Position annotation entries
######
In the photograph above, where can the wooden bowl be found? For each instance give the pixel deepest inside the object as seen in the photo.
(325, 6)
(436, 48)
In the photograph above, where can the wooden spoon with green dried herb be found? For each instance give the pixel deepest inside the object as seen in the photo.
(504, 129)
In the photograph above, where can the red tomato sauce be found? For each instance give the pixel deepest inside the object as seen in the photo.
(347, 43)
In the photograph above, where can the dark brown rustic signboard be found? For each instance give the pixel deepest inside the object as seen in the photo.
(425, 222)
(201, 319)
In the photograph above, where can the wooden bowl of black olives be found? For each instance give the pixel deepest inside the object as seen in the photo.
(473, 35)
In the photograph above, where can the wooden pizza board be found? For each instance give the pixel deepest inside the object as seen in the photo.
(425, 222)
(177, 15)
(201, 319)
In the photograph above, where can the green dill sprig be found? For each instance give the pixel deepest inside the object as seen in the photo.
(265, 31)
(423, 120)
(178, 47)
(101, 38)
######
§ **Exercise aim**:
Rewrite everything from the entry containing "In the photograph above, where can the wooden pizza" down to the last of the entries as a two-column CSV with the headers "entry_text" and "answer", one row per entry. Put each field in double quotation marks and replace any line breaks with spaces.

§ **Solution to this exercise**:
entry_text,answer
"In the photograph above, where can the wooden pizza board be found? For each instance give the pixel deepest inside the object as seen in the photo.","(425, 222) (177, 15) (201, 319)"
"In the photograph above, where can the green dill sprig be found? For each instance give the pixel deepest inside the object as seen in the photo.","(265, 31) (423, 120) (178, 47) (101, 38)"